### Try it
Only the lines from the one containing "like x=221, y=422." to the end of the material belong in your answer. Please copy them word for word.

*** Opening of Data listing ***

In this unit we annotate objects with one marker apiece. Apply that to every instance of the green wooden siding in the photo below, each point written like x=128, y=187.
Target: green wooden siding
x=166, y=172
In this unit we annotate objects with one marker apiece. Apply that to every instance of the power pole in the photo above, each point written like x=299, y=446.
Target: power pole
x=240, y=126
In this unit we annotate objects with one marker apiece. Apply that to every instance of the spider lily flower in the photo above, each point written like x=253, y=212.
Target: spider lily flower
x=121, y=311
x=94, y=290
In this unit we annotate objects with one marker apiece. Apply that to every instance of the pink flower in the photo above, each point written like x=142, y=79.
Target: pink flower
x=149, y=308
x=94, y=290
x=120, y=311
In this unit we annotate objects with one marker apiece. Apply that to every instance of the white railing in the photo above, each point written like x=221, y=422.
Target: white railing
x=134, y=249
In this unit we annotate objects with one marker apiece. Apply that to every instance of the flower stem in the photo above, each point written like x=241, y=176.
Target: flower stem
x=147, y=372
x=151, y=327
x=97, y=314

*** Close of Data listing ***

### Your response
In this unit we annotate objects with one marker apiece. Apply that to every instance of the white railing in the photo above, each point written like x=221, y=422.
Target: white railing
x=134, y=249
In this unit we annotate objects with one marker apiece. Apply that to every instance of the flower stem in the photo above, each point written like x=241, y=176.
Target: flower stem
x=147, y=372
x=151, y=327
x=97, y=314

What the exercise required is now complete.